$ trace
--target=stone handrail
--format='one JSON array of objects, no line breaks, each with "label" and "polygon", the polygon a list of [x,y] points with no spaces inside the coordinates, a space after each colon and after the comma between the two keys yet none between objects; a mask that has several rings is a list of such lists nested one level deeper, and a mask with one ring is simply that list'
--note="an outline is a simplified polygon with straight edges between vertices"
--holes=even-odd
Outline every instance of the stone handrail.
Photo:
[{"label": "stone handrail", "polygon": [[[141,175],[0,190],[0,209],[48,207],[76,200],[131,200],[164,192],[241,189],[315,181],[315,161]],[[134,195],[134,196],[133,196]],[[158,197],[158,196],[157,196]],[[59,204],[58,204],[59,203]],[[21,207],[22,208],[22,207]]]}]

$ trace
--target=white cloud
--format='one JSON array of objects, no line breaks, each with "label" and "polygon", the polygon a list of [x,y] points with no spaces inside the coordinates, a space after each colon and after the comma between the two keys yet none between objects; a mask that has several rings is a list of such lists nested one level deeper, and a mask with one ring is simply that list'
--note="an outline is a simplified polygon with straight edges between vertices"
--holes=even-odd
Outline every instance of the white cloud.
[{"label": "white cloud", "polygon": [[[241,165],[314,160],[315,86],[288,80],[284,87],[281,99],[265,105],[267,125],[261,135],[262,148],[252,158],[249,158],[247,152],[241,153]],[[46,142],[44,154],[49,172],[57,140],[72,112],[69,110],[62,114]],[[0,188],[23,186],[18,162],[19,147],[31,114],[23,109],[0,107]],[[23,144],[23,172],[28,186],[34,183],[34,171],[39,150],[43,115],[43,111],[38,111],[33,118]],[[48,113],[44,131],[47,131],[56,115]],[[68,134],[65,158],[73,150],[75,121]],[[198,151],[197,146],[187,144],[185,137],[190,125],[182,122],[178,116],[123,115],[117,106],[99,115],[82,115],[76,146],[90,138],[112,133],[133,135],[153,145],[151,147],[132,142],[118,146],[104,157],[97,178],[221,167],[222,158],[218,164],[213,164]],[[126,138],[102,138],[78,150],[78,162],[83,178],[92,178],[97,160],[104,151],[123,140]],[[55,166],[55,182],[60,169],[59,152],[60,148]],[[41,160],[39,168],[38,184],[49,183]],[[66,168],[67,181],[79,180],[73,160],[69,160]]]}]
◇ ◇ ◇ ◇ ◇
■ **DO THIS**
Report every line of the listing that contains the string "target", matching case exactly.

■ **REPLY**
--target=stone handrail
--target=white cloud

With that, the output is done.